[Task prompt]
What lines in the records below mention "that"? List them all.

**** Material to process

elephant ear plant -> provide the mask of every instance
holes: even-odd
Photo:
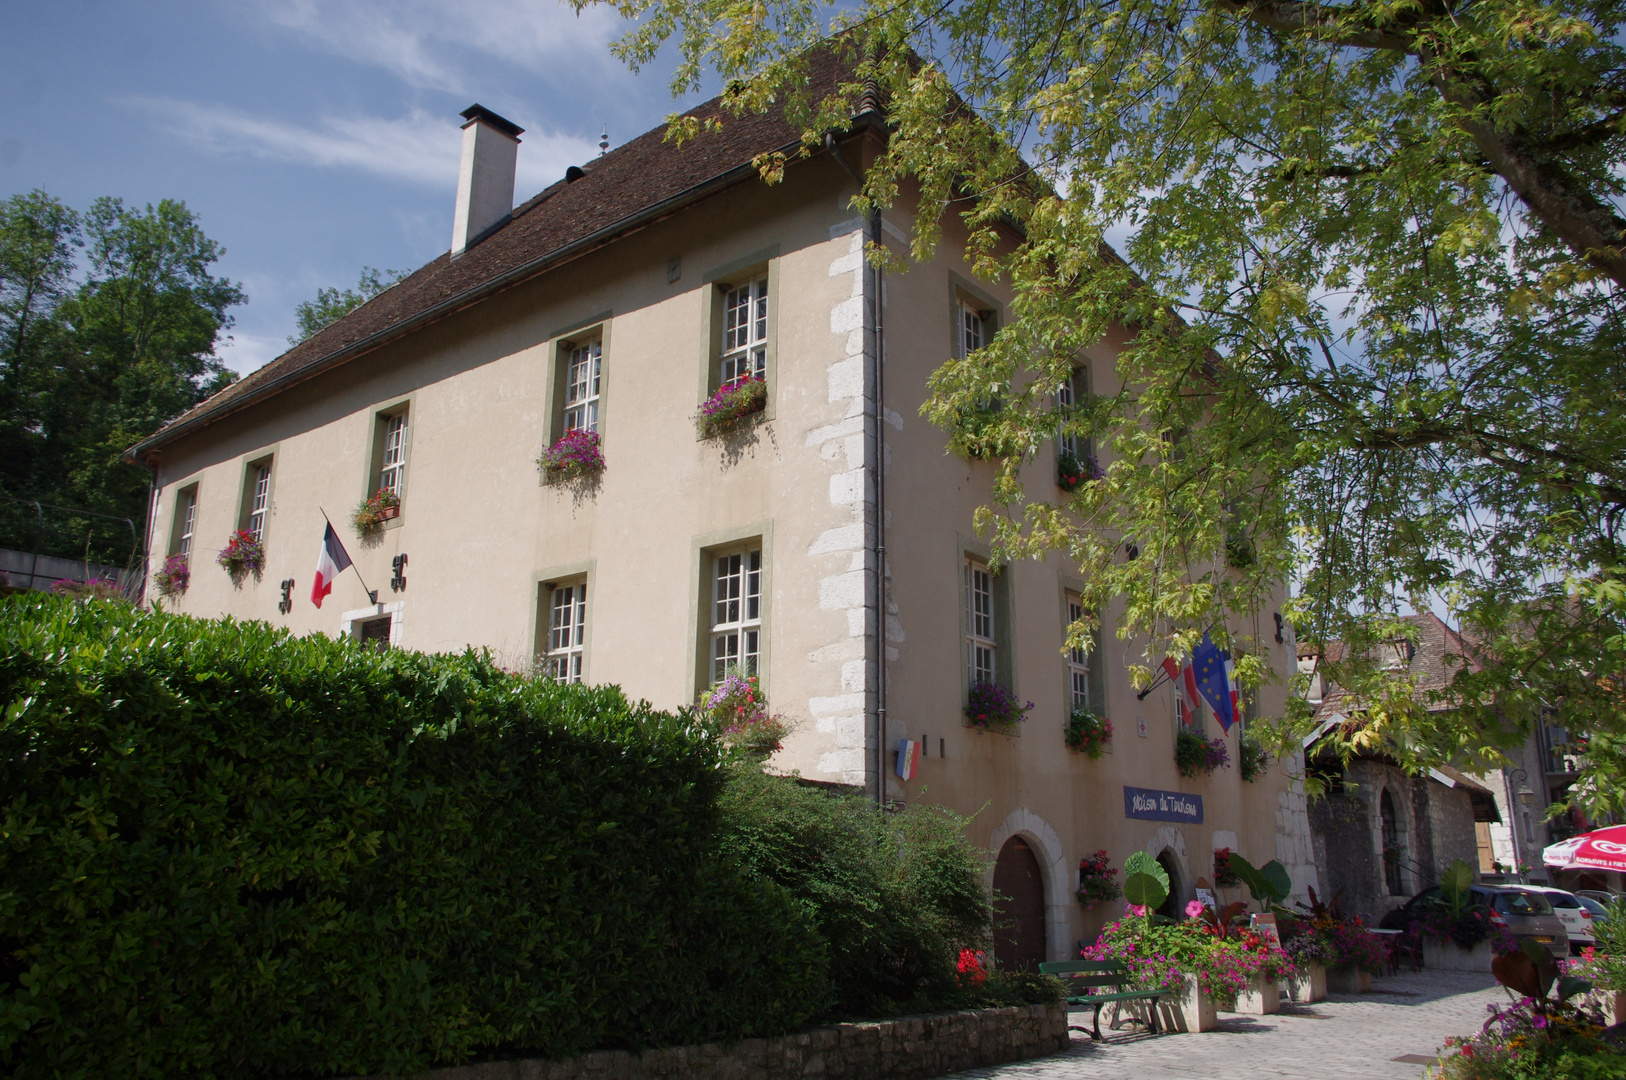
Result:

********
**** Material to process

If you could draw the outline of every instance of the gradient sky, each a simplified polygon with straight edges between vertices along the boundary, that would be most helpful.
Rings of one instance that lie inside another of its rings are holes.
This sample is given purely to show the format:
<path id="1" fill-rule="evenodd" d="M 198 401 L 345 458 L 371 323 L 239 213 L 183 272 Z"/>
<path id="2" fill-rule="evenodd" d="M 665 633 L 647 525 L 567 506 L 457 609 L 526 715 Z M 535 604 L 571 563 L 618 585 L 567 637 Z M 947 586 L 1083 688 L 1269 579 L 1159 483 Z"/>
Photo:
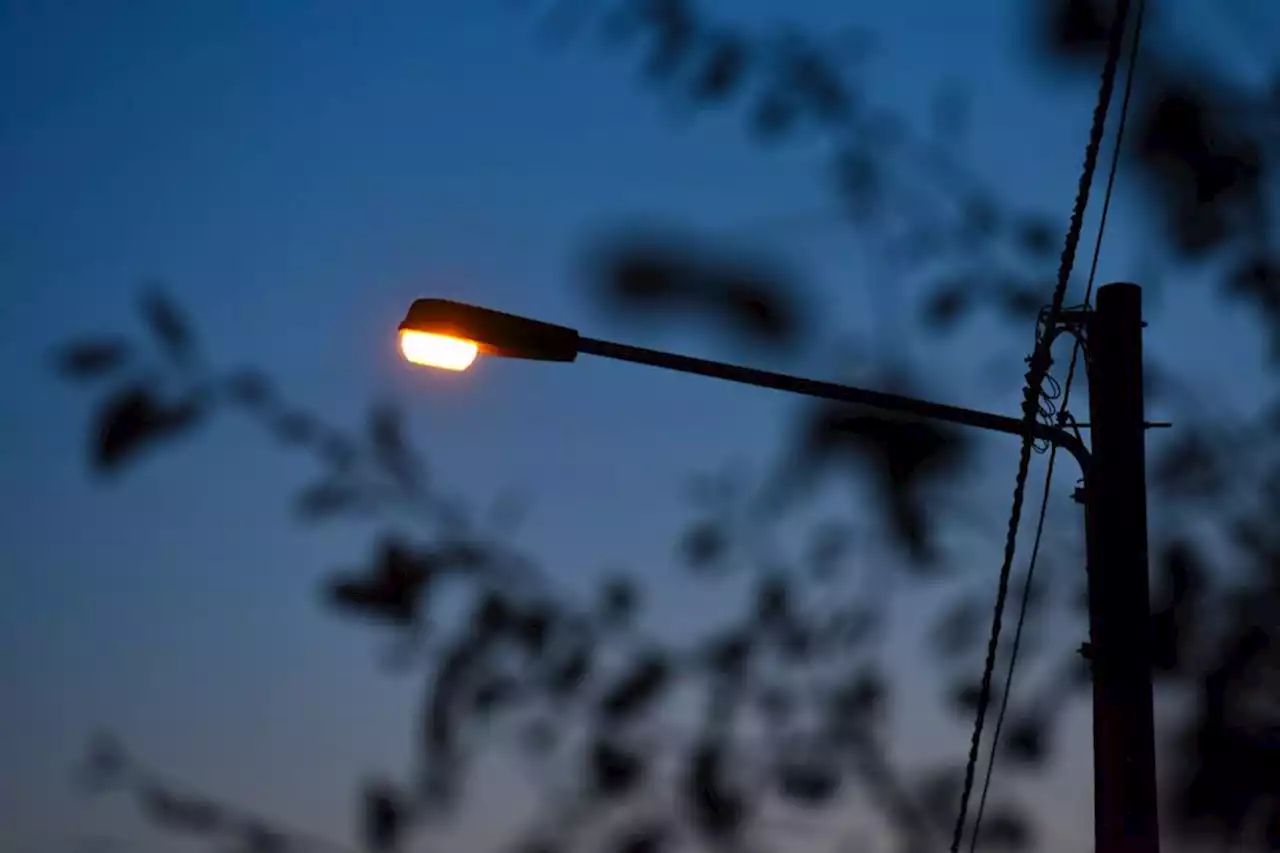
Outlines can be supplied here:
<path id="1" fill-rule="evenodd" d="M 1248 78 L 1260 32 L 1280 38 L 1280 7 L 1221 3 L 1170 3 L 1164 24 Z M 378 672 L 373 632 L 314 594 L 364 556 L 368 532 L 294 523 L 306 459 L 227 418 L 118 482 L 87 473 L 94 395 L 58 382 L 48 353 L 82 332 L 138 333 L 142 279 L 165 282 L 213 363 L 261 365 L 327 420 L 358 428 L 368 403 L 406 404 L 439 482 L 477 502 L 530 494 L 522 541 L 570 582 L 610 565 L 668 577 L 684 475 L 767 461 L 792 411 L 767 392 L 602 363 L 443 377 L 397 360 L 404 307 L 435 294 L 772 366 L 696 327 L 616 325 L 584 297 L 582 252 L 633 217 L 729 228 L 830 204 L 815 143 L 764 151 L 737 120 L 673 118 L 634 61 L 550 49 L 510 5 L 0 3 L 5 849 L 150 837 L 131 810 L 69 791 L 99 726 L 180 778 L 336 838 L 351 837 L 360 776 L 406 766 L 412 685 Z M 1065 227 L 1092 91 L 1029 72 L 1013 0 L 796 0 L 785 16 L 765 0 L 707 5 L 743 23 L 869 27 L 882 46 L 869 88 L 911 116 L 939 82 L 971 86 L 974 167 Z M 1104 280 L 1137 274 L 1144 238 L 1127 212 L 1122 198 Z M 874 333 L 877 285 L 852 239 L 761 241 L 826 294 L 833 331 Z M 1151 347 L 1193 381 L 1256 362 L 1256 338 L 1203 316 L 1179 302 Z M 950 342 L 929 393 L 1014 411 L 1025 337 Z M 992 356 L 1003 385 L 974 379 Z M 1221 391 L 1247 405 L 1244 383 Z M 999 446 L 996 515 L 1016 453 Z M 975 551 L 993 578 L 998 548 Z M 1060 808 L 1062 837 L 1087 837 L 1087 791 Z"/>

********

[Written solution]
If you could draw the outline of every instance of the gradient sky, each a simplified polygon with straight edges between vertices along the boundary, that would be most helpful.
Rings of one instance that lie inside another of its rings are holes.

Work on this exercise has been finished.